What the task asks » Begin with the line that contains "of the grass" and transcribe each line after it, up to and including the last line of the listing below.

Excerpted data »
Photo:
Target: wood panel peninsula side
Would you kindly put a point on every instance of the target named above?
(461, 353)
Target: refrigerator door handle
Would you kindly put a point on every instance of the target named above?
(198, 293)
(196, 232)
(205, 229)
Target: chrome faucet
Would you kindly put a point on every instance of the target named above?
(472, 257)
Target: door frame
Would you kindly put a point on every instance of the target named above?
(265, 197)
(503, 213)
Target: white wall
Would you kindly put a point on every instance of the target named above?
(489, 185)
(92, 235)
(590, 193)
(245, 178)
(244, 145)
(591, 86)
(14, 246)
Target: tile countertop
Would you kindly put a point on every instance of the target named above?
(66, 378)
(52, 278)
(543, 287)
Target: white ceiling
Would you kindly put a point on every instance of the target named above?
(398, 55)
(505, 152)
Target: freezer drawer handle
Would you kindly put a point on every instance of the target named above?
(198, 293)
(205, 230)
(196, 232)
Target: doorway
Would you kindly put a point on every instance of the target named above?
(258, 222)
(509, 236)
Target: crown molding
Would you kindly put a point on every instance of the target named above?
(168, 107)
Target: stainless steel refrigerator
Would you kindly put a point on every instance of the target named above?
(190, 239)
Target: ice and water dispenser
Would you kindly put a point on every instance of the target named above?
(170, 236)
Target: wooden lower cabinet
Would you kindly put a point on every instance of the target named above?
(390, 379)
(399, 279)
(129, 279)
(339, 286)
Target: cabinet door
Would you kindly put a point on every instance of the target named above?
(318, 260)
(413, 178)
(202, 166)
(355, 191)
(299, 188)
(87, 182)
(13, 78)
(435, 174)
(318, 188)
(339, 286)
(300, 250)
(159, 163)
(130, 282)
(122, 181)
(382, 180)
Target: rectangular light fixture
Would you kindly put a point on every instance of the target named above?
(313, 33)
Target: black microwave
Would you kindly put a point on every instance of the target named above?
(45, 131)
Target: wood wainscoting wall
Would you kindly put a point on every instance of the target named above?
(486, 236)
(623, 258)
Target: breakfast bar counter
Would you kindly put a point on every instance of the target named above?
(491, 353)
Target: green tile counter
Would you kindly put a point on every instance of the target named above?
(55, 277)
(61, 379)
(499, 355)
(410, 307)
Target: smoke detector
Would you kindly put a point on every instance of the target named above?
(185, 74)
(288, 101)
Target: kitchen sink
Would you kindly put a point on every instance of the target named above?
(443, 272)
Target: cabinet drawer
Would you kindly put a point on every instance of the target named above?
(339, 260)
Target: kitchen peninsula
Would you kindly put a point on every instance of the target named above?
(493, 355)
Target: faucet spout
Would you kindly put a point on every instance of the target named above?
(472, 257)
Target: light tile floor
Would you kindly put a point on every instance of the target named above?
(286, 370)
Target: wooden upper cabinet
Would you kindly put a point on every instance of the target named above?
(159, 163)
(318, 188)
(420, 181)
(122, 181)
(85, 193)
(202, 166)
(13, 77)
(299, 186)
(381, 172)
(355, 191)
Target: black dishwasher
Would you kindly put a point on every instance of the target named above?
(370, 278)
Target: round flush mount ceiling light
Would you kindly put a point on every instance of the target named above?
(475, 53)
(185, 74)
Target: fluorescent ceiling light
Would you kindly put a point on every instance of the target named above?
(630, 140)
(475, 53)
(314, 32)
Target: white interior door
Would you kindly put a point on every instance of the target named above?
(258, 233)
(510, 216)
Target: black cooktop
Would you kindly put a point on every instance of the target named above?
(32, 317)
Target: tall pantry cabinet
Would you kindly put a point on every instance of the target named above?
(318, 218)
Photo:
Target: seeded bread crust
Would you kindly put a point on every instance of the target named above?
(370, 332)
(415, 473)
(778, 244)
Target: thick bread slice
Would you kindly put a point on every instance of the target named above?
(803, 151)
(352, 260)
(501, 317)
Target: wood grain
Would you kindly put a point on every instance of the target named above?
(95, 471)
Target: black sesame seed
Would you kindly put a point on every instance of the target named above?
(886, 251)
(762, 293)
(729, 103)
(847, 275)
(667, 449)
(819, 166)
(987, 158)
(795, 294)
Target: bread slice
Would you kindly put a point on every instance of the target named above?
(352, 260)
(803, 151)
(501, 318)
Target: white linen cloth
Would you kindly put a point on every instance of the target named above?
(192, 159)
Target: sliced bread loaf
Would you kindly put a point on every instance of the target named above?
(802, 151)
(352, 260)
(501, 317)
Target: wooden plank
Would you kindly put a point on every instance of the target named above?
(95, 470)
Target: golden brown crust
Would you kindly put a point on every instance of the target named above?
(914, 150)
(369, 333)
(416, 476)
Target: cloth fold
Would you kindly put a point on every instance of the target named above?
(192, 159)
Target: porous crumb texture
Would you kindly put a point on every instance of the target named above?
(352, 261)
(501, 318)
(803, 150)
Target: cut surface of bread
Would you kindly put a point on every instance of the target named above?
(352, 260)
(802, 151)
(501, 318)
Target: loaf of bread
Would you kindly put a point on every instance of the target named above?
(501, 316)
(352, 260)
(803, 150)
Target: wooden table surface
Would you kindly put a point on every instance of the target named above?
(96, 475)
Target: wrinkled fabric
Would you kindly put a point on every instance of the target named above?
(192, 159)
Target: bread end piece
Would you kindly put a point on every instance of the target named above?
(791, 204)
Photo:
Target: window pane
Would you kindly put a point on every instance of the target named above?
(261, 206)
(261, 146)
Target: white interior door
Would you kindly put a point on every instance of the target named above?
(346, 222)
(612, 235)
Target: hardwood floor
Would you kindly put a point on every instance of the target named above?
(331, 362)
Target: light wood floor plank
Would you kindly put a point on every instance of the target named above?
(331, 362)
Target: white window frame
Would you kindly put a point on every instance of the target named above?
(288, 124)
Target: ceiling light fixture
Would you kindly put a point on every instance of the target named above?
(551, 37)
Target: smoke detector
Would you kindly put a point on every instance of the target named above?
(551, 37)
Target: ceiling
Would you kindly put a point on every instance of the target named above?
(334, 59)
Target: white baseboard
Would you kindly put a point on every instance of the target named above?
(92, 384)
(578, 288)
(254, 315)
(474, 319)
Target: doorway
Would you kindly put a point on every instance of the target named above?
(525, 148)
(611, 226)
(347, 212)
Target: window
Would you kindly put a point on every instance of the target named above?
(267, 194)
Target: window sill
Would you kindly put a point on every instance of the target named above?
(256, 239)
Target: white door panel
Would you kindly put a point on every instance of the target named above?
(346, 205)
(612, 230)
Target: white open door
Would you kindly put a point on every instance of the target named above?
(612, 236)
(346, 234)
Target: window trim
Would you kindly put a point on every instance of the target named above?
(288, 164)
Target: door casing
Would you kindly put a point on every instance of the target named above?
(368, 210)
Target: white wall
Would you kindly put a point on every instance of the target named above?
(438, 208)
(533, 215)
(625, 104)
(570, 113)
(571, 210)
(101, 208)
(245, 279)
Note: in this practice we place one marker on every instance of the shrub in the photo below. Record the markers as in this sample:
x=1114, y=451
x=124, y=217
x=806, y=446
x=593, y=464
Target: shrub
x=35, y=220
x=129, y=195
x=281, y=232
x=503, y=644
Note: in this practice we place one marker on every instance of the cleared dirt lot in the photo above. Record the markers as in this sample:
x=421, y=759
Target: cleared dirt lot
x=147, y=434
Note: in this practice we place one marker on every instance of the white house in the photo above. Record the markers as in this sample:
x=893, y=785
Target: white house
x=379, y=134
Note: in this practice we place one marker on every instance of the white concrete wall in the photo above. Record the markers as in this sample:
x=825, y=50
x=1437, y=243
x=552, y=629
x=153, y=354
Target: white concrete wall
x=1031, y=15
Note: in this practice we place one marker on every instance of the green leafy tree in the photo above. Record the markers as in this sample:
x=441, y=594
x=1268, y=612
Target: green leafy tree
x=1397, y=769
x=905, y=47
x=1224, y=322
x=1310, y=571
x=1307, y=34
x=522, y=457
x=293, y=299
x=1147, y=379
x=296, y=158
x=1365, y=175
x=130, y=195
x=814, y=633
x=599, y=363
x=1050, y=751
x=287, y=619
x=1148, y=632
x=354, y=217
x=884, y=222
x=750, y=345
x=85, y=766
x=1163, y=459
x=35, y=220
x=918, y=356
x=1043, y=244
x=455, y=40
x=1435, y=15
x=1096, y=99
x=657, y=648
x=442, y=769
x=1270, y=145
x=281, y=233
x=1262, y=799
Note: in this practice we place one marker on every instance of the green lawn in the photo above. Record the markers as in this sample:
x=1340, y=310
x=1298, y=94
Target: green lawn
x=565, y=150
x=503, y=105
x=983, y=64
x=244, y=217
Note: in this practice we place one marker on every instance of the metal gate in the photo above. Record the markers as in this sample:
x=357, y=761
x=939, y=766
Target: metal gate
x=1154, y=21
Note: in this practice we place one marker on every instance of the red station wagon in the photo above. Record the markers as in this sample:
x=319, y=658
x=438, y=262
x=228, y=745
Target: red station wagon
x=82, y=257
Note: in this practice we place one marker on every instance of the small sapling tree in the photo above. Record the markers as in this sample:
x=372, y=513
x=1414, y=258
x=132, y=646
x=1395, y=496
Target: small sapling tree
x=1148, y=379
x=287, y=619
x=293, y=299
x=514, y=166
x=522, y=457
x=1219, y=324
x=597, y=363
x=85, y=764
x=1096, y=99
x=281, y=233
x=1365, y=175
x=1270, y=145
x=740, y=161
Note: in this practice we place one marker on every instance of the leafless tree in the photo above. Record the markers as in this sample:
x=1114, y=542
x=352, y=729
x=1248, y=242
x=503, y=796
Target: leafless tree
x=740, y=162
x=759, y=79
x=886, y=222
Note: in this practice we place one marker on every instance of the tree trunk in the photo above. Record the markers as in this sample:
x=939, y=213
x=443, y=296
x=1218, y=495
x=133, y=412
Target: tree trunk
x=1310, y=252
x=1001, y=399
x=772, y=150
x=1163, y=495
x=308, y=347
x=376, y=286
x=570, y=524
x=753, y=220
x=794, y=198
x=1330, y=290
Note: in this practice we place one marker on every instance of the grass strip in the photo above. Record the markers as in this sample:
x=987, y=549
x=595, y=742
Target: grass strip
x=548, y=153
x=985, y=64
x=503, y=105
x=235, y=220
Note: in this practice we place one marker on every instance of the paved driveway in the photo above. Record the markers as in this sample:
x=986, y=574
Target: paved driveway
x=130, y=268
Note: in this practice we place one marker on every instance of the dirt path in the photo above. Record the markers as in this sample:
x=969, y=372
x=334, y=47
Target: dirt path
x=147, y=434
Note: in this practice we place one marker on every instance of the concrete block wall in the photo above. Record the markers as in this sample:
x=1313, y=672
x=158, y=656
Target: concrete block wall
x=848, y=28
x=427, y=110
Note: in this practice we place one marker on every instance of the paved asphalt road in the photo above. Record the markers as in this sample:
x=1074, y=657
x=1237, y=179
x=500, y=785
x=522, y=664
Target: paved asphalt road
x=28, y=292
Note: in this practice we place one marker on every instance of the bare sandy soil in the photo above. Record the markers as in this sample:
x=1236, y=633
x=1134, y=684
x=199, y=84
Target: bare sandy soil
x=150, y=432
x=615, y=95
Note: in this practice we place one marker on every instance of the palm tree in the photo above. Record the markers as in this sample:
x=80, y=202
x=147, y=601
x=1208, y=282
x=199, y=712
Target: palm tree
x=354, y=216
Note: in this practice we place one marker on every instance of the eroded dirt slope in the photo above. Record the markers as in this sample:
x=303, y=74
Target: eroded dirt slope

Reply »
Note: in this practice we place one marker on every instance of the grass strip in the photo above. Record the markers as in this sample:
x=987, y=549
x=595, y=742
Target: grass strip
x=548, y=153
x=985, y=64
x=503, y=105
x=235, y=220
Note: in this practice we place one marker on every instance of the paved driveway in the photo above. Record the markers as in this sample:
x=986, y=574
Target: paved driveway
x=130, y=268
Note: in this practice we place one marker on every instance of the dirt path in the photo above. Record the markers as in this sample:
x=969, y=372
x=334, y=47
Target: dirt path
x=147, y=434
Note: in this practice we place one marker on every instance of the concrete block wall in the photo above. Record the markers as in this sample:
x=1313, y=672
x=158, y=656
Target: concrete block wall
x=848, y=28
x=427, y=110
Note: in this practice we place one marker on every instance of the paved asphalt road in the photo above. Record the markers as in this sample:
x=1074, y=657
x=1237, y=179
x=500, y=785
x=522, y=664
Target: paved asphalt road
x=28, y=292
Note: in this practice we place one marker on every instance of the bare sandy soil in the photo above. Record the markers as in this sample:
x=1236, y=633
x=1134, y=684
x=199, y=84
Target: bare sandy soil
x=150, y=432
x=615, y=95
Note: in this practice we place one marker on every instance of the palm tree in the photo above. Record the markers as in this sample:
x=80, y=202
x=147, y=601
x=1208, y=282
x=199, y=712
Target: palm tree
x=354, y=216
Note: in this practice we place one marker on every instance of the eroded dirt slope in the photo above. Record the markers as in this sample:
x=303, y=74
Target: eroded dirt slope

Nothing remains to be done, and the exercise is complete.